First Amendment to Business Combination Agreement, dated as of June 14, 2023, by and among Black Spade, VinFast and Merger Sub

Contract Categories: Mergers & Acquisitions - Merger Agreements
EX-2.1 2 d493995dex21.htm EX-2.1 EX-2.1

Exhibit 2.1

FIRST AMENDMENT TO BUSINESS COMBINATION AGREEMENT

This FIRST AMENDMENT TO BUSINESS COMBINATION AGREEMENT (this “Amendment”), dated as of June 14, 2023, is entered into by and among (i) Black Spade Acquisition Co, an exempted company incorporated with limited liability under the laws of the Cayman Islands (“BSAQ”), (ii) VinFast Auto Pte. Ltd. (Company Registration No. 201501874G), a private company limited by shares incorporated under the laws of Singapore (the “Company”) and (iii) Nuevo Tech Limited, an exempted company incorporated with limited liability under the laws of the Cayman Islands and a direct wholly-owned subsidiary of the Company (“Merger Sub”), and amends that certain Business Combination Agreement, dated as of May 12, 2023 (the “Business Combination Agreement”), by and among the Parties. BSAQ, the Company and Merger Sub are referred to herein collectively as the “Parties.” Capitalized terms used herein and not otherwise defined herein shall have the meanings given to such terms in the Business Combination Agreement.

• _DATA EXCERPT_

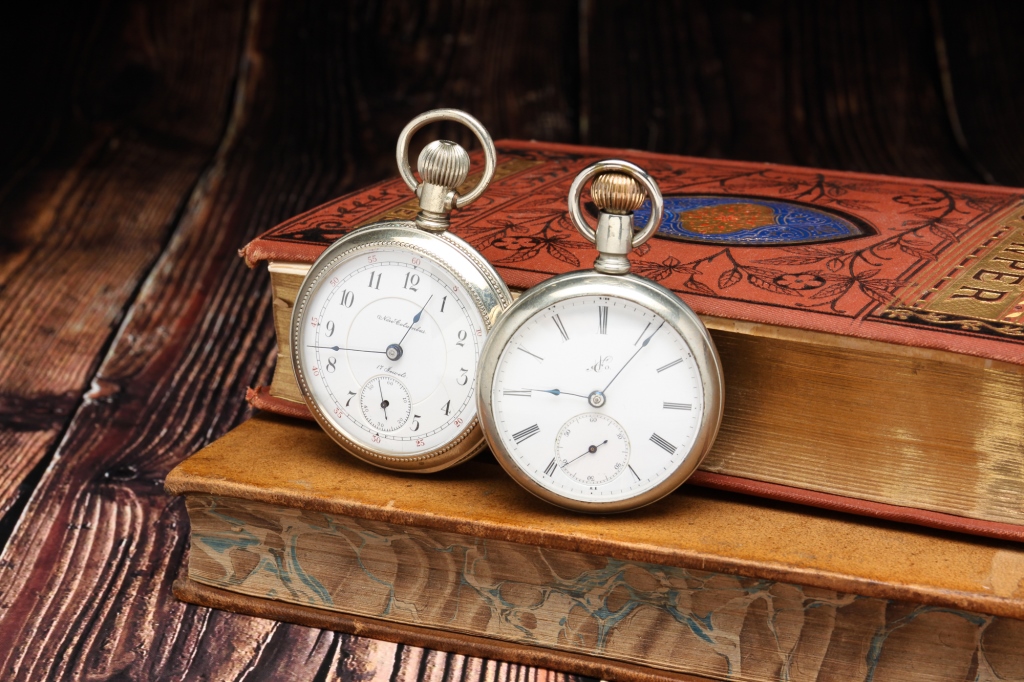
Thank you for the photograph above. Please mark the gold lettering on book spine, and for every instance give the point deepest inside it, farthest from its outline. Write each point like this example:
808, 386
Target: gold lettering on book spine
990, 287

• _REQUIRED ACTIONS_
1) According to the amendment to the business combination agreement, under the laws of which country is VinFast Auto Pte. Ltd. incorporated?
2) Continue the amendment to the business combination agreement from its final sentence.

• _EXPECTED ANSWERS_
1) Singapore.

2)
WHEREAS, the issued and outstanding BSAQ Units, BSAQ Class A Ordinary Shares and BSAQ Public Warrants (collectively, the “BSAQ Public Securities”) are currently listed for trading on the NYSE; and BSAQ wishes to transfer the listing of the BSAQ Public Securities from the NYSE to the NYSE American LLC, and in connection with such transfer, BSAQ will voluntarily delist from the NYSE (collectively, the “Listing Transfer”);

WHEREAS, pursuant to Section 8.01 of the Business Combination Agreement, during the Interim Period, except as consented to by the Company in writing, BSAQ shall use commercially reasonable efforts to operate its business only in the Ordinary Course of Business and shall not conduct certain actions specified under Section 8.01(iii) of the Business Combination Agreement (the “Consent Matters”), and the Listing Transfer may be deemed a Consent Matter; and

WHEREAS, pursuant to Section 8.01 of the Business Combination Agreement, the Company wishes to consent to the Listing Transfer, and pursuant to Section 12.11 of the Business Combination Agreement, the Parties wish to enter into this Amendment to amend the Business Combination Agreement to reflect and effect the implementation of the Listing Transfer, upon the terms and conditions set forth herein.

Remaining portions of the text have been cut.